▶ **Given passage**
++++
Binary Quadratic Assignment

Ported from Frontier-CS algorithmic/problems/181.

Agentics Interface

Each run executes the submitted zip_project solution once. The run command receives the case input on standard input and must write the candidate answer to standard output. The solution must not use the network during setup, build, or run.

The trusted separated evaluator compiles and runs the source-derived Frontier-CS checker against stdout.txt. Public validation contains one tiny deterministic case. Official cases, reference answers, and scoring metadata are supplied only through the required private asset official-runs.

Scoring

The primary metric is score, the average normalized Frontier-CS checker score on a 0-100 scale. Outputs rejected by the checker receive zero for that case. Official result details are score-only; public validation includes per-case feedback from the checker.

Original Statement

Binary Quadratic Assignment Problem

Problem

You are given two n×n binary matrices: a distance matrix D and a flow matrix F (both containing only 0s and 1s). Your task is to assign n facilities to n locations (a permutation) to minimize the total cost.
++++
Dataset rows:
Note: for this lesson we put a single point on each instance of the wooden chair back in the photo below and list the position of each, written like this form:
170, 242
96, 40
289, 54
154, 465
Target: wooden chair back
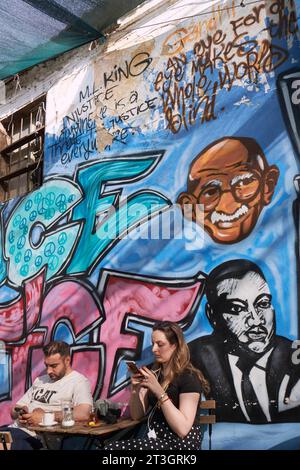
209, 417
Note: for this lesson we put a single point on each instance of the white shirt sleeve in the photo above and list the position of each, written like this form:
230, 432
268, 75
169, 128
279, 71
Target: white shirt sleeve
82, 392
26, 398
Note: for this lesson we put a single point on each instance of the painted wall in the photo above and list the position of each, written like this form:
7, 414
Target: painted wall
164, 161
++++
▶ **Objective 1**
According to the Binary Quadratic Assignment page, what does public validation contain?
▶ **Objective 2**
Extend the Binary Quadratic Assignment page from the point where it stops.
These entries come from a source other than the Binary Quadratic Assignment page.

▶ **Right answer 1**
One tiny deterministic case.

▶ **Right answer 2**
This is a binary version of the Quadratic Assignment Problem.

Input Format

• Line 1: one integer n (2 ≤ n ≤ 2000)
• Next n lines: each line contains n integers (0 or 1), representing one row of the distance matrix D
• Next n lines: each line contains n integers (0 or 1), representing one row of the flow matrix F

Output Format

• Output exactly one line: n integers p₁, p₂, ..., pₙ
• This is a permutation of {1, 2, ..., n}
• pᵢ = j means facility i is assigned to location j

Scoring

Let:

• Cost = Σᵢ Σⱼ D[p(i), p(j)] * F[i, j]
• TotalFlow = Σᵢ Σⱼ F[i, j] (sum of all elements in F)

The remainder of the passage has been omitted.